TEXT EXCERPT |
From the Los Angeles Times
Verified Civilian Slayings
Nick Turse, Deborah Nelson and Janet Lundblad
August 6, 2006
Decades-old Pentagon records show that Army criminal
investigators substantiated seven massacres of Vietnamese and Cambodian
civilians by U.S. soldiers — in addition to the notorious 1968 My Lai
massacre.
Here are summaries of three of those incidents, drawn
from files of the Vietnam War Crimes Working Group.
--
Sept. 29, 1969
E Company, 4th Battalion, 31st Infantry, 196th Light Infantry Brigade,
23rd Infantry Division
Members
of a reconnaissance platoon swept through the Que Son Valley, burning
homes, slaughtering animals and clearing civilians. They killed an
unarmed boy standing outside a cluster of huts and fired into one of
the dwellings, killing three women and three or four children,
according to an investigative report. The soldiers then executed an
elderly woman and a baby.
The unit reported the victims as enemy killed in action.
In
the next few days, members of the platoon raped a woman and a young
girl and executed civilian detainees, investigators determined.
Pvt.
Davey V. Hoag said he reported the killings to an officer but was
ignored. Two and a half years later, he gave information to Army
investigators at Ft. Lewis, Wash.
"The other guys wouldn't
listen when I tried to stop them from shooting everything," Hoag said
in a sworn statement. Other soldiers corroborated his account.
The
investigation found sufficient evidence to charge seven soldiers with
murder, rape or dereliction of duty. By then, at least four had left
the service, and the Army declined to pursue charges against them.

WHAT TO WORK ON |
#1 In the Los Angeles Times text on verified civilian slayings, how many soldiers did the investigation find sufficient evidence to charge?
#2 Copy a passage from the civilian slayings text verbatim, beginning at the words "The unit reported" and stopping after "Ft. Lewis, Wash.".

DATA FOR ANALYSIS |

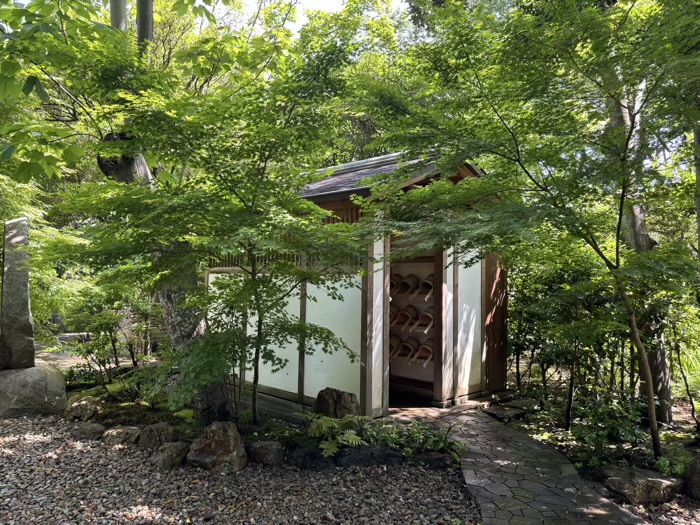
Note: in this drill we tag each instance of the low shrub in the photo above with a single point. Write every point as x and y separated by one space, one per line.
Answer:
355 431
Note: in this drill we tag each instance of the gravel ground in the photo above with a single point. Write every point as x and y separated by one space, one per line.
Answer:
47 477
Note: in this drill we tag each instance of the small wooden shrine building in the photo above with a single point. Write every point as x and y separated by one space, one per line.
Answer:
429 326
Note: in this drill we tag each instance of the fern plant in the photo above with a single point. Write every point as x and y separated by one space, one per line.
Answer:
335 433
355 431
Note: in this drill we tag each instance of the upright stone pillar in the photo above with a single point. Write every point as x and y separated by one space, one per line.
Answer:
16 326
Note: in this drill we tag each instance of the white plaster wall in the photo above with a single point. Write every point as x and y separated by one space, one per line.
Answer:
469 330
286 379
376 349
344 319
448 328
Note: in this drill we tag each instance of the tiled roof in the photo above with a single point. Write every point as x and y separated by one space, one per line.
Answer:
346 179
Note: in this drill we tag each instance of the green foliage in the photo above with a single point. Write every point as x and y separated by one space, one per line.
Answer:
336 433
354 431
595 414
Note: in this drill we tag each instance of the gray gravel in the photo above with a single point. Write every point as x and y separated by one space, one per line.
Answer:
47 477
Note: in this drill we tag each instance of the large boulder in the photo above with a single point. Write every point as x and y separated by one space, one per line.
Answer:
36 391
221 446
171 455
332 402
121 436
84 430
16 325
692 478
155 436
640 487
82 409
266 452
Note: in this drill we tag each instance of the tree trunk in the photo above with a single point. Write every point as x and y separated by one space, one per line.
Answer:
117 14
637 238
144 23
644 370
569 399
661 380
696 157
126 169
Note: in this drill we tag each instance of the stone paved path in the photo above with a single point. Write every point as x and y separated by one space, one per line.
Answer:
519 481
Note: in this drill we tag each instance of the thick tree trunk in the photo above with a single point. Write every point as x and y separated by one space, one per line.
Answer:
124 168
696 156
569 399
637 238
144 23
644 370
118 15
661 380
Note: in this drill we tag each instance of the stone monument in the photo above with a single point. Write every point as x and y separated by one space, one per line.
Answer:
26 387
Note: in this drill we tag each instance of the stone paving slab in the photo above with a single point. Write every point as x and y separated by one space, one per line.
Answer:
519 481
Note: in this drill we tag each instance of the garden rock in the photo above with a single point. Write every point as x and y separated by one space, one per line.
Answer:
221 447
82 409
154 436
36 391
367 456
84 430
332 402
121 436
692 478
171 455
266 452
309 458
640 487
433 460
16 325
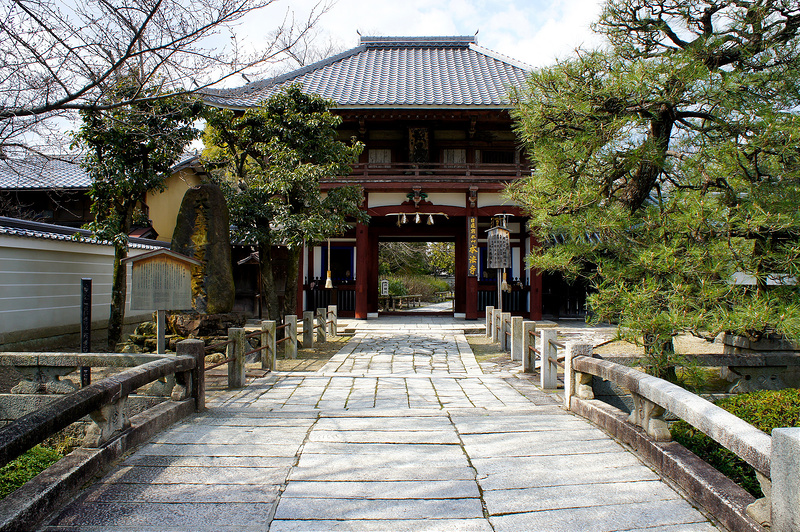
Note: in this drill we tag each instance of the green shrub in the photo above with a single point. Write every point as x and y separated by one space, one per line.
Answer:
20 470
764 409
423 285
396 287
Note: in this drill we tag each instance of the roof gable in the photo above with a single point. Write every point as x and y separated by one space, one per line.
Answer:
397 72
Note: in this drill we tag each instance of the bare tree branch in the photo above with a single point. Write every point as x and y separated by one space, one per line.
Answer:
57 57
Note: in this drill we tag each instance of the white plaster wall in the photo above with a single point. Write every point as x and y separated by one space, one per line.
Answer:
40 282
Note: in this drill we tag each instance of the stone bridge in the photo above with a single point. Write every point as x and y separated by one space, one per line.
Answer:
401 430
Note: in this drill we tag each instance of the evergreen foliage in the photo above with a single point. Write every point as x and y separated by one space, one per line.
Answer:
270 161
129 150
765 409
669 163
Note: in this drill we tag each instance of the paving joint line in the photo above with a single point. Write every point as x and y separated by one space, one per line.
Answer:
463 447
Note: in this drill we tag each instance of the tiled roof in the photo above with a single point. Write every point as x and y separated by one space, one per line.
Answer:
28 229
41 172
45 173
397 72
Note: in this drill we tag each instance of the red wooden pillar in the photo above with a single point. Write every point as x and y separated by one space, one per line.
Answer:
372 284
536 288
362 271
471 292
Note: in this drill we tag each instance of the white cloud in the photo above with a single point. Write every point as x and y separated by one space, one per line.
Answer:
533 31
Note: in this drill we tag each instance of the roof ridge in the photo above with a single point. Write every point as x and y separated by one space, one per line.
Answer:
501 57
283 78
378 41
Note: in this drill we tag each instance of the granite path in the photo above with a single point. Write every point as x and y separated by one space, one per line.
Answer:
399 431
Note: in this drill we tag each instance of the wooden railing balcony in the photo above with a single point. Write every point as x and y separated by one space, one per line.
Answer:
442 172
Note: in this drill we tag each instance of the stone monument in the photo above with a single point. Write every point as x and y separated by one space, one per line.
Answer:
202 232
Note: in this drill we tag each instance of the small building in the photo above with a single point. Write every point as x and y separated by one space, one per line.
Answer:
56 191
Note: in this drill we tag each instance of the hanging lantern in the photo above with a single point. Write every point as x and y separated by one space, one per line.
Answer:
499 247
329 281
504 285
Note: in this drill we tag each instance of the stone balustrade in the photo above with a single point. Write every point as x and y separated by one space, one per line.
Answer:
113 432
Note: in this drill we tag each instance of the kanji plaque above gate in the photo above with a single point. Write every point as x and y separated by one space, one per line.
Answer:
498 243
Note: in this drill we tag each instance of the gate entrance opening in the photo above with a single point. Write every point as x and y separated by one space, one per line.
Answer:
416 275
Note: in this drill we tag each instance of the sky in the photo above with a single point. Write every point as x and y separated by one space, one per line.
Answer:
536 32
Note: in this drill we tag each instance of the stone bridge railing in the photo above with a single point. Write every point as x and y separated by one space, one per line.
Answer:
112 432
775 458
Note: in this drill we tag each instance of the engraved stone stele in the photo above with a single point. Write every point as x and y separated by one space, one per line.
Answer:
202 231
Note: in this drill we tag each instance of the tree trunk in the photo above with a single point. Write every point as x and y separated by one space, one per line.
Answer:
119 281
292 269
268 290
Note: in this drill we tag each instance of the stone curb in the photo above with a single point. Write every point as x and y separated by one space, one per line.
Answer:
709 488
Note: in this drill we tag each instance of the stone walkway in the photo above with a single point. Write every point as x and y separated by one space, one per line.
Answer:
399 431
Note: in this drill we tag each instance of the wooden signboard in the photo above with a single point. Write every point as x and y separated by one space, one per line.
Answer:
161 280
472 246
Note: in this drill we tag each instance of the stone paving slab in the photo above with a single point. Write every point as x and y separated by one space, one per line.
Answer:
353 462
486 445
391 472
186 493
508 501
158 516
429 524
351 509
211 449
428 451
206 461
383 436
431 489
199 475
604 518
400 432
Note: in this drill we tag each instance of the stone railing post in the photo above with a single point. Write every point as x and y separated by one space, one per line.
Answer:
647 415
108 419
268 340
196 349
235 353
308 329
548 372
290 332
528 341
322 326
516 338
333 320
505 331
489 312
785 474
576 383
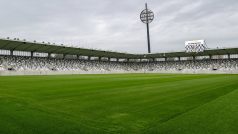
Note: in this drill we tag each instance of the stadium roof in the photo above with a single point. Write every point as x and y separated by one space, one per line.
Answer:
18 45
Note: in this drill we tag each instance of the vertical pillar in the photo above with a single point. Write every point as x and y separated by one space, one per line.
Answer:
148 30
49 55
194 58
210 57
11 52
32 53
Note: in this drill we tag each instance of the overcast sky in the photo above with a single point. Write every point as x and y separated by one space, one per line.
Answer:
115 24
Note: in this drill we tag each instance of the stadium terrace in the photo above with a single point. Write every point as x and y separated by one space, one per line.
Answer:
21 57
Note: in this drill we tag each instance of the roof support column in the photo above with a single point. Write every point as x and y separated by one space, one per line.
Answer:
11 52
229 56
210 57
32 54
49 55
194 58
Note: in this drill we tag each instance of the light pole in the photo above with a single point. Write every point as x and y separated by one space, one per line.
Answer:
147 16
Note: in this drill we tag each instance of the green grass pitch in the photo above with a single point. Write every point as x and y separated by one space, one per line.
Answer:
119 103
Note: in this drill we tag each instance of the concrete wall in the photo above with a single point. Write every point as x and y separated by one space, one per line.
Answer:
15 73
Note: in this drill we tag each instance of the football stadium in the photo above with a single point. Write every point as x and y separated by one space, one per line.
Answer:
48 88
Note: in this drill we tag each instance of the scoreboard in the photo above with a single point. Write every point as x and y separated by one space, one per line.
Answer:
195 46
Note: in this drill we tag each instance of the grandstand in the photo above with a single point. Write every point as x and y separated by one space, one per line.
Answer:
21 57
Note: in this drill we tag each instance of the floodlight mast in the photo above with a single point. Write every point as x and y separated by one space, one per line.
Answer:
148 29
147 16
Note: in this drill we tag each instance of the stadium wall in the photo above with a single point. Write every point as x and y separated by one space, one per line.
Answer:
19 73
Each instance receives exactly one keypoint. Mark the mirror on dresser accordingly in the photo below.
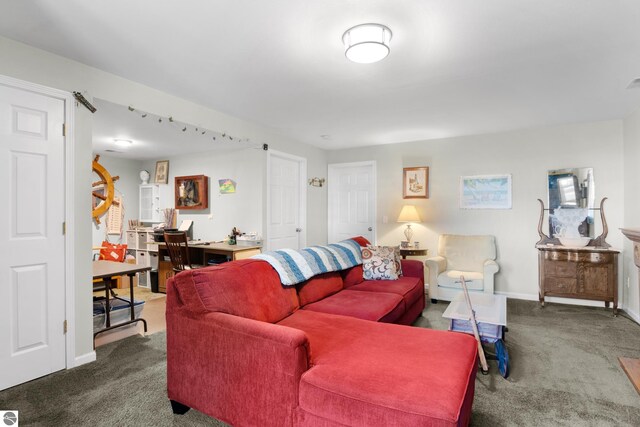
(570, 189)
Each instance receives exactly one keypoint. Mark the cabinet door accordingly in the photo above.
(597, 280)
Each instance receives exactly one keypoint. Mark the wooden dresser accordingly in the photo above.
(585, 273)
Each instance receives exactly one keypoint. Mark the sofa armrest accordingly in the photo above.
(490, 268)
(412, 268)
(218, 362)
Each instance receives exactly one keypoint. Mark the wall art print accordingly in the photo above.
(485, 192)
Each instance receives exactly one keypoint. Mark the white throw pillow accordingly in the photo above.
(381, 263)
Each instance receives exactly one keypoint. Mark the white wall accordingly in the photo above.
(631, 285)
(126, 187)
(34, 65)
(527, 155)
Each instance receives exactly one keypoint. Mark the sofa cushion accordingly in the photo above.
(380, 263)
(451, 279)
(367, 373)
(247, 288)
(352, 276)
(409, 288)
(376, 306)
(466, 253)
(319, 287)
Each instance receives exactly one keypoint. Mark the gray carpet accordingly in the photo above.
(564, 372)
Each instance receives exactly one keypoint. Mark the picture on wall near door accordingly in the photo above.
(162, 172)
(485, 192)
(415, 183)
(192, 192)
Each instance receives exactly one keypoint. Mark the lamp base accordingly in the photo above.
(408, 233)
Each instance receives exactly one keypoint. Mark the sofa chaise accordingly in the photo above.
(245, 350)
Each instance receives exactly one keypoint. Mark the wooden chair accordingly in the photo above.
(178, 249)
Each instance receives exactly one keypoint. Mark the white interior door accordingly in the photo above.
(352, 209)
(32, 280)
(286, 205)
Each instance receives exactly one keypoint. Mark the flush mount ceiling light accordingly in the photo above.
(367, 43)
(123, 142)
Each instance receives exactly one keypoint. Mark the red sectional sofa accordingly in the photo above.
(249, 352)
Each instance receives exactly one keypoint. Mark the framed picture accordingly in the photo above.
(415, 183)
(192, 192)
(162, 172)
(485, 192)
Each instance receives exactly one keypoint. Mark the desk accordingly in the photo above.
(108, 271)
(202, 253)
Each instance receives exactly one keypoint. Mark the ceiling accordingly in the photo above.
(456, 67)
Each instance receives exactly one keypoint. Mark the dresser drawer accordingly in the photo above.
(597, 258)
(561, 285)
(561, 269)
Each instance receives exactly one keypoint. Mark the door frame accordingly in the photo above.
(69, 217)
(331, 188)
(302, 164)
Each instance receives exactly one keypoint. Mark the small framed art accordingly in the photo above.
(415, 183)
(192, 192)
(162, 172)
(485, 192)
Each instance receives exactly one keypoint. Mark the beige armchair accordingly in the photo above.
(470, 256)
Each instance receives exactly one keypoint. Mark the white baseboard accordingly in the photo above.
(569, 301)
(84, 359)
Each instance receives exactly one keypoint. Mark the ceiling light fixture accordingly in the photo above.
(367, 43)
(123, 142)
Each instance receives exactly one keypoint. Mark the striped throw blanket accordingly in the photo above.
(296, 266)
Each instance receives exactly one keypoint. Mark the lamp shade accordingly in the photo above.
(409, 213)
(367, 43)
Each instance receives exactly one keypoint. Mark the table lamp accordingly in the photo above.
(409, 213)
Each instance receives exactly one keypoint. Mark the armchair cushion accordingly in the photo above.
(466, 253)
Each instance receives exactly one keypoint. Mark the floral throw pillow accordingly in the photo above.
(380, 263)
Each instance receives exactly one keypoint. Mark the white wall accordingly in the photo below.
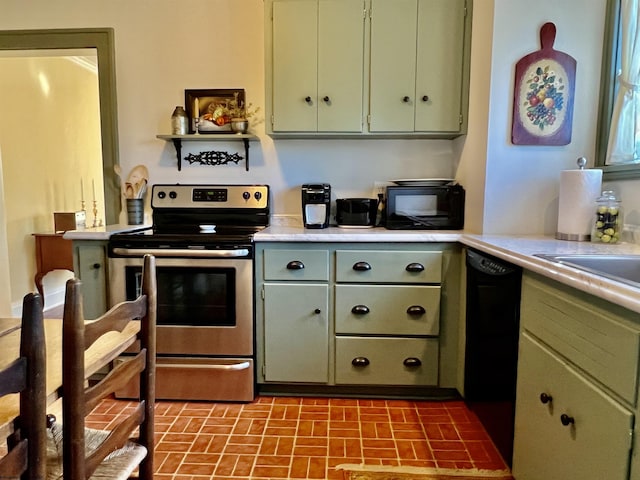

YOUR RESPONSES |
#1 Seven soldiers.

#2
The unit reported the victims as enemy killed in action.
In
the next few days, members of the platoon raped a woman and a young
girl and executed civilian detainees, investigators determined.
Pvt.
Davey V. Hoag said he reported the killings to an officer but was
ignored. Two and a half years later, he gave information to Army
investigators at Ft. Lewis, Wash.